● **DATA EXTRACT**:
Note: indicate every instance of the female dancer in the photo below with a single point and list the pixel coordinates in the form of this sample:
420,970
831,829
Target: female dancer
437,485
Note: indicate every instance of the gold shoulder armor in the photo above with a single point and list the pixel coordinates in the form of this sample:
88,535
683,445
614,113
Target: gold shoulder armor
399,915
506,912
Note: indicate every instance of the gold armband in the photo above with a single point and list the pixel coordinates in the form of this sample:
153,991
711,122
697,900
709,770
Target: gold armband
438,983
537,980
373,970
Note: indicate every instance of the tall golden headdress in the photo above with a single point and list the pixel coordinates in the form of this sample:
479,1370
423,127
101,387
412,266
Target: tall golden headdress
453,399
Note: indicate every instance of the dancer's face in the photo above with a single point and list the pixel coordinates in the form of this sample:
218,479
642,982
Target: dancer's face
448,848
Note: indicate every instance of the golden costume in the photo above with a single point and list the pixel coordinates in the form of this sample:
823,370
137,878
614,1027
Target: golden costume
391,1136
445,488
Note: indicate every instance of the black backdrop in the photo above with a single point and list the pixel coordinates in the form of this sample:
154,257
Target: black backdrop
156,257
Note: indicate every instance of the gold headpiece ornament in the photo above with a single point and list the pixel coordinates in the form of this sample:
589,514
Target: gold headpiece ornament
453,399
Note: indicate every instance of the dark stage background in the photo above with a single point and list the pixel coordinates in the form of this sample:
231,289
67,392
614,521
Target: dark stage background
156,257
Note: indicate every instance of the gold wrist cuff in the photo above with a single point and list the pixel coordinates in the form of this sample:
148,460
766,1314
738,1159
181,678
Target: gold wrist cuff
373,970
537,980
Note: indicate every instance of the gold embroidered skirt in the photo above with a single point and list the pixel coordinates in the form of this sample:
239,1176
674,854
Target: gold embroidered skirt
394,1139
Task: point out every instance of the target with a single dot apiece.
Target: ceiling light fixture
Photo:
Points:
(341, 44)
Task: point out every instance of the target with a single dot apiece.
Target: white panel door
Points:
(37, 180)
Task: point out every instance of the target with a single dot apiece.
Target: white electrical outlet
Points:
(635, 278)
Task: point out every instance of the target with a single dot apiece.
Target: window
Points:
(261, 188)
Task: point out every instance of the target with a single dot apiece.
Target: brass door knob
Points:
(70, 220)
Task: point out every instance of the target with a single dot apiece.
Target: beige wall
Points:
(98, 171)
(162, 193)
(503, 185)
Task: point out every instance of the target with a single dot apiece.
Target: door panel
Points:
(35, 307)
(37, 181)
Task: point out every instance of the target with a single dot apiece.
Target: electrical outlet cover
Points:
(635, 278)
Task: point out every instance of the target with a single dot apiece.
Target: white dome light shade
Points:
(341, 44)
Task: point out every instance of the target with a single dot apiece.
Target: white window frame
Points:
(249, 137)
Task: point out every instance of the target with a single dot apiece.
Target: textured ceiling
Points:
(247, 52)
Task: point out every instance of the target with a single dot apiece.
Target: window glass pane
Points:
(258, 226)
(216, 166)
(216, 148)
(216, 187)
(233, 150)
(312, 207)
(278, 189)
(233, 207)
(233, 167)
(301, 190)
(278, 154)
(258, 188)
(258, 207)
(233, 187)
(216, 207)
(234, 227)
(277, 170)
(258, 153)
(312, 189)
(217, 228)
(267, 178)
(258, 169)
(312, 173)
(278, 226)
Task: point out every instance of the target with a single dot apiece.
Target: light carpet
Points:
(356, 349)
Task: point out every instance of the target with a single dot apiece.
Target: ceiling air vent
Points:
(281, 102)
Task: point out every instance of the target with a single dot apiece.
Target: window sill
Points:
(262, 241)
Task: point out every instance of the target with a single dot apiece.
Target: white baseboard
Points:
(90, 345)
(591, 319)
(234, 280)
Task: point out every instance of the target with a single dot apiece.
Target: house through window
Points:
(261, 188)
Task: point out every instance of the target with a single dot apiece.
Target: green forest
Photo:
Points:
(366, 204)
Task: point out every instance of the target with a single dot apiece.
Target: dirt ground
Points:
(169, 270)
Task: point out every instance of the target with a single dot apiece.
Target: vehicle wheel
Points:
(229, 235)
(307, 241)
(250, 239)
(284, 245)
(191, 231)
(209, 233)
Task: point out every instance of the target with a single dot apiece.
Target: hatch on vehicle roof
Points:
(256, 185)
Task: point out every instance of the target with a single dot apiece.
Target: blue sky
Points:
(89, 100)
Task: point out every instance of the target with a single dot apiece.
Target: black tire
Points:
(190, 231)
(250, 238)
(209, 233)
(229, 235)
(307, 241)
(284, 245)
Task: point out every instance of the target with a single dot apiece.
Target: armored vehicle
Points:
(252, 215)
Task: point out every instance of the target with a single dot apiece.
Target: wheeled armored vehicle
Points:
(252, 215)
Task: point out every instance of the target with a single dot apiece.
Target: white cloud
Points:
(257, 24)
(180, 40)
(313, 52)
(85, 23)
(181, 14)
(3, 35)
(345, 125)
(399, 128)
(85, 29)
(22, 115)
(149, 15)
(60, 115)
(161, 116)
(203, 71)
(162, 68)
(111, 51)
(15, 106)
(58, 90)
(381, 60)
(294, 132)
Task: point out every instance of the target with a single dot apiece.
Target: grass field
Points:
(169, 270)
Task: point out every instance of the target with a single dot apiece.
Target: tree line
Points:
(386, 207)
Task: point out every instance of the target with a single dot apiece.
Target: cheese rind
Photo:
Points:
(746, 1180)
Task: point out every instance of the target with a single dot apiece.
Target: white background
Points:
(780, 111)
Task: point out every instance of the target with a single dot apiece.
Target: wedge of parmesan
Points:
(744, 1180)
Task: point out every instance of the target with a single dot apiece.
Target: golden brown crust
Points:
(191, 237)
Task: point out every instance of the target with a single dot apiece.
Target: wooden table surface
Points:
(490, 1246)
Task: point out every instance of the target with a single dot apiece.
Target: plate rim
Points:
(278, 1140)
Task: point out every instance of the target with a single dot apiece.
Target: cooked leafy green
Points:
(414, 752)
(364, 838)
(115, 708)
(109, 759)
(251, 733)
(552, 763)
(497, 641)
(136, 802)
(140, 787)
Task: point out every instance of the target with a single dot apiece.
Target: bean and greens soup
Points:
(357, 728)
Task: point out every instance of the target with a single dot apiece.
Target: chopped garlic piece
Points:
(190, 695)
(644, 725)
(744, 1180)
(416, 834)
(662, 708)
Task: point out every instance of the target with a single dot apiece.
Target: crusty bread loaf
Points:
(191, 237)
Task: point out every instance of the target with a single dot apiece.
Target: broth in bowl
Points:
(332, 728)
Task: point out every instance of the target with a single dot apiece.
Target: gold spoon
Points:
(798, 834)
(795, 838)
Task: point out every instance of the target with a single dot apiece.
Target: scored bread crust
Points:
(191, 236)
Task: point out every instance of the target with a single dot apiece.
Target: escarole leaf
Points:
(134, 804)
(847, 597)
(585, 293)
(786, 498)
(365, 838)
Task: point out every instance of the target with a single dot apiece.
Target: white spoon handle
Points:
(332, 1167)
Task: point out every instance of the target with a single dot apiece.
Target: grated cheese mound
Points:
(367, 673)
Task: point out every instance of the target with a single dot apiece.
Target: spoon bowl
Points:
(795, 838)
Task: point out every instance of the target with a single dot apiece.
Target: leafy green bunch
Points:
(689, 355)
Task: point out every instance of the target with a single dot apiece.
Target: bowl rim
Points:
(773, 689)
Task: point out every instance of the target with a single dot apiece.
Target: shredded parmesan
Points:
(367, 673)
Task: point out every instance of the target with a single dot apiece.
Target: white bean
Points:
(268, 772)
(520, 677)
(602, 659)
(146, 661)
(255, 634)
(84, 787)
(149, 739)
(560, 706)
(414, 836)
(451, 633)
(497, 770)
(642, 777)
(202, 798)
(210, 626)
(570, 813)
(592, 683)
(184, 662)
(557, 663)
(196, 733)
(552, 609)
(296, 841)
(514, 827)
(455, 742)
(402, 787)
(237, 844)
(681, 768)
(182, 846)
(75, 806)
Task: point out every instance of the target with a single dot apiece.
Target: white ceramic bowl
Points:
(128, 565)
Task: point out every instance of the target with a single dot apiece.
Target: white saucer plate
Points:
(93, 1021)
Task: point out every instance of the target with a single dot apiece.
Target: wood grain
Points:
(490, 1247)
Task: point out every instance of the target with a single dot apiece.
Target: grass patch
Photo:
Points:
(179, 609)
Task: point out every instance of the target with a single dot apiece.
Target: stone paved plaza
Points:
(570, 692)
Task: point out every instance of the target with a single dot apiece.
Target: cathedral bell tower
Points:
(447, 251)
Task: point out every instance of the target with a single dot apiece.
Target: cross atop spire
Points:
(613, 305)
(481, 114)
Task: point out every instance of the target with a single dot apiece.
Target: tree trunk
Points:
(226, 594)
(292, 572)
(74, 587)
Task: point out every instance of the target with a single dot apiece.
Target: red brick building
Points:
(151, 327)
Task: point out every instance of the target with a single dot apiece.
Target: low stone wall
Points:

● **WHAT YOU WILL DO**: Tally the lines of the listing above that contain the string "shoulder". Reply with the number only.

● **FULL RESPONSE**: 2